The CCHS income statistics are on a household basis, but the federal benefits will operate on a census family basis for the income test. The CCHS household version of income will put more people in higher-income quintiles, thereby underestimating those below the $90,000 income threshold.
The CCHS places the individual in five categories of total household income at $20,000 increments, starting from $20,000 through $80,000. The CCHS does not report the exact household income value. The category thresholds are inflation adjusted to 2023 dollars. The fourth income category, after inflation adjustment, is where the $90,000 test falls. We assume a uniform distribution in that fifth category and allocate counts based on the distance of 90,000 from the inflation-adjusted thresholds.
In the report figures above, people benefiting from the various phases of the federal insurance are only those who have no other form of dental insurance. However, this isn’t entirely correct. Provinces and territories provide their own fill-in-the-gaps dental insurance programs, generally for children and/or low-income seniors. Often, the coverage from the provincial or territorial programs isn’t as good as it will be under phase two and phase three of the federal program. Negotiations are underway for the federal plan to supplement existing provincial plans, with one level of government being the first payer and the other being the second payer.
As such, the beneficiaries count of the federal plan in phases two and phase three will be higher than suggested above in that some families have some public insurance, but that coverage will be improved due to the federal plan.
Those over 12 who are covered by provincial government insurance are estimated using the of people who “Have public dental insurance only” combined with the SPSD/M 30.0 population estimates of family income under $90,000, as above. However, the counts of children under 12 required reliance on previous CCHS PUMFs, as above.
The CCHS PUMFs report on whether dental insurance is government-sponsored versus private or employer-sponsored plans. In the 2014 CCHS, there is only a broad category of ‘government-sponsored’ insurance, which likely applies to more than just the provincial plans that the federal plan might supplement. For instance, those receiving the NIHB would be receiving government-sponsored insurance, but this wouldn’t benefit from the new federal dental plan because that plan and the NIHB will have similar formularies. Data for Manitoba and Saskatchewan are drawn from the 2014 PUMF.
In the 2015-16 and 2017-18 CCHS PUMFs, a more disaggregated listing of government plans, including “children/seniors” and “social service clients”, is available. These two categories likely better approximate the provincial plans that might be supplemented by the new federal coverage. Data for Ontario, Newfoundland and Labrador and Alberta come from these years. Depending on how the provincial and federal plans interact, the counts for these provinces likely represent a maximum of additional beneficiaries.
With those provisions in mind, Table 4 provides the counts of children under 12 whose household makes under $90,000 and who receive provincial government-sponsored insurance. These young children might receive an additional benefit from phases two and three of the federal plan as it supplements provincial plans. As such, the counts in Table 4 represent a maximum number of additional beneficiaries.

Extracted data entries
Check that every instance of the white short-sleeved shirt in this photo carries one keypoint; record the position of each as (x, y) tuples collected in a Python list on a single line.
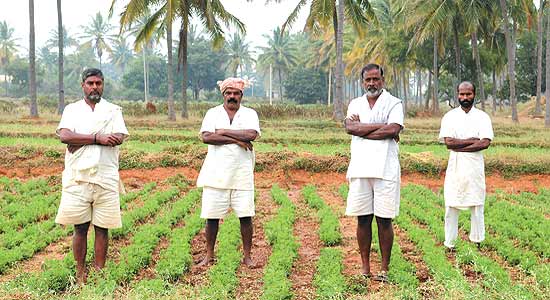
[(375, 158), (465, 174), (92, 163), (228, 166)]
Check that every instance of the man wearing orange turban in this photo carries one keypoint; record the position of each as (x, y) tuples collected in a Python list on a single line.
[(227, 174)]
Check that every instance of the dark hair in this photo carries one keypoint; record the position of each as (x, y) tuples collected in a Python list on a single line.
[(92, 72), (369, 67), (467, 82)]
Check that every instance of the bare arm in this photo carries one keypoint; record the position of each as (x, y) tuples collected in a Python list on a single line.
[(453, 143), (243, 135), (476, 146), (389, 131), (75, 141), (355, 127), (212, 138)]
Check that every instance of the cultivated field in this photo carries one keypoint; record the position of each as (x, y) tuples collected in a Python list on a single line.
[(305, 247)]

* Task to carry out
From the dental coverage text, quote everything from "As such, the beneficiaries" down to "PUMFs, as above.". Draw only on the dental coverage text.

* Output of the task
As such, the beneficiaries count of the federal plan in phases two and phase three will be higher than suggested above in that some families have some public insurance, but that coverage will be improved due to the federal plan.
Those over 12 who are covered by provincial government insurance are estimated using the of people who “Have public dental insurance only” combined with the SPSD/M 30.0 population estimates of family income under $90,000, as above. However, the counts of children under 12 required reliance on previous CCHS PUMFs, as above.